PASSAGE FOURNI:
'''

Eric Holm – Barotrauma | Mondes parallèles

SUBCD007Qui aurait cru qu’en 2014, un inconnu au bataillon des expérimentateurs électroniques allait balancer un des meilleurs albums de l’année chez Subtext, à partir d’une petite minute d’enregistrements sauvages pris sur un poteau télégraphique perdu au fin fond de la Norvège ? Pas forcément beaucoup, je vous le concède. Et pourtant, Eric Holm a réussi un véritable tour de force avec Andøya, traduisant toute l’hostilité de la nature environnante à partir de signaux électriques, raclant la croûte terrestre et soulevant la glace dans un monstre downtempo sombre et rude lorgnant sévèrement vers des territoires techno tout aussi accueillants ; une sévère fessée qui ne fatigue toujours pas deux ans plus tard. Autant dire que j’attendais son prochain LP au tournant et avec grande impatience : c’est donc un petit peu en avance que votre serviteur vous parle de Barotrauma qui, annonçons-le de suite, claque différemment de son aîné, mais claque fort aussi.

'''

CONSIGNES:
1 - D’après le passage fourni, sur quoi ont été pris les enregistrements à partir desquels Eric Holm a conçu Andøya ?
2 - Traduisez en anglais cette phrase du passage fourni : « Autant dire que j’attendais son prochain LP au tournant et avec grande impatience : c’est donc un petit peu en avance que votre serviteur vous parle de Barotrauma qui, annonçons-le de suite, claque différemment de son aîné, mais claque fort aussi. »

DONNÉES ENREGISTRÉES:
'''

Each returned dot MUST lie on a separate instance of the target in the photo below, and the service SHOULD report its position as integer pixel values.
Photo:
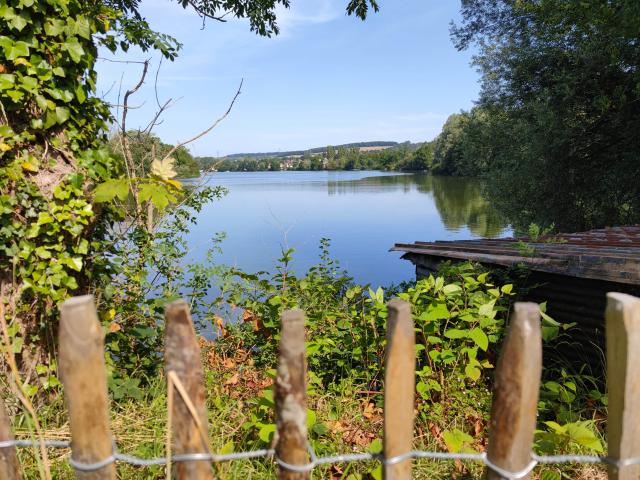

'''

ENSEMBLE DES RÉPONSES:
1 - Sur un poteau télégraphique perdu au fin fond de la Norvège.

2 - Suffice it to say that I was waiting for his next LP with a critical eye and with great impatience: so it is a little ahead of time that yours truly is telling you about Barotrauma, which, let's say it right away, hits differently from its predecessor, but hits hard as well.